▸ Set problem
Find the line containing "on the treeline.". Reproduce it and every line after it up to the end of the records, exactly as written.

▸ Excerpted data
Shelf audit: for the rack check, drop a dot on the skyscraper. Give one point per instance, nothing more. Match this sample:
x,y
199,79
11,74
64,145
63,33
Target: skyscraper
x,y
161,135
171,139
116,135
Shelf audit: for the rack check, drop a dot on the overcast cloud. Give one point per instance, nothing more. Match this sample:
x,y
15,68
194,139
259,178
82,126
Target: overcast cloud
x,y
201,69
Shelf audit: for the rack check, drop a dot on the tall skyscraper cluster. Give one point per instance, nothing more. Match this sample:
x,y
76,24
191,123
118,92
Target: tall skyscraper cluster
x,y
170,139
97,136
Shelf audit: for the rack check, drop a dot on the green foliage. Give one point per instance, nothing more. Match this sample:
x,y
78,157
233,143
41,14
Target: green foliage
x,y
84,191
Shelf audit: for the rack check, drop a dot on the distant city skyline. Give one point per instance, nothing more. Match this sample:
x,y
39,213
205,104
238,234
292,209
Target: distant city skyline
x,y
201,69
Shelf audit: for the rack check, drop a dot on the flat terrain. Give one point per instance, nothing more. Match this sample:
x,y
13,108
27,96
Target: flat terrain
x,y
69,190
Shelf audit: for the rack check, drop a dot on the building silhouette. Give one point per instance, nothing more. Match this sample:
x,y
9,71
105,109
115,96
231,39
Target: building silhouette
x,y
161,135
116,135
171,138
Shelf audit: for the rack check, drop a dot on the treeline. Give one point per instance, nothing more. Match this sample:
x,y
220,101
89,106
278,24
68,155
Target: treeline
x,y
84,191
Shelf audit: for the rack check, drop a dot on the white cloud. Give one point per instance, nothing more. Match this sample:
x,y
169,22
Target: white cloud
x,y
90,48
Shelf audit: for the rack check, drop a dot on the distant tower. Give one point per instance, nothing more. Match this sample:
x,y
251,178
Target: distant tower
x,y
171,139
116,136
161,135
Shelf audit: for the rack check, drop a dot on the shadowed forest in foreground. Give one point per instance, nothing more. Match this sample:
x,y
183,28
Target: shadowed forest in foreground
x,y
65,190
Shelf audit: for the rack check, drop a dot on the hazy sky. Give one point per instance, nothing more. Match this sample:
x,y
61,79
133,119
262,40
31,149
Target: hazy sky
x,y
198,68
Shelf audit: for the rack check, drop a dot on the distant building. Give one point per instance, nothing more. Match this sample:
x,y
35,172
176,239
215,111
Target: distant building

▸ The output
Shelf audit: for the rack check, drop a dot on the treeline. Give one point per instance, nothing more. Match this sample:
x,y
220,101
89,106
278,24
68,155
Target: treeline
x,y
84,191
Shelf audit: for the rack check, drop a dot on the white cloud. Give one point per instance, nothing more. Match this sample:
x,y
169,22
Target: white cloud
x,y
90,48
Shelf audit: for the rack check, drop a dot on the distant tower. Give one point per instance, nothing more. Match this sample:
x,y
251,178
Target: distant tower
x,y
171,139
116,136
161,135
Shelf audit: for the rack check, drop a dot on the shadowed forest in foreground. Give one point per instance, nothing more. Match this sample:
x,y
183,28
Target: shadowed forest in foreground
x,y
65,190
Shelf audit: for the rack check, drop a dot on the hazy sky. Give one point per instance, nothing more. Match this sample:
x,y
61,79
133,119
262,40
31,149
Target: hazy sky
x,y
198,68
Shelf audit: for the rack check, drop a dot on the distant building. Give one point per instance, nothing more. Match this sample:
x,y
35,172
176,239
215,111
Target: distant building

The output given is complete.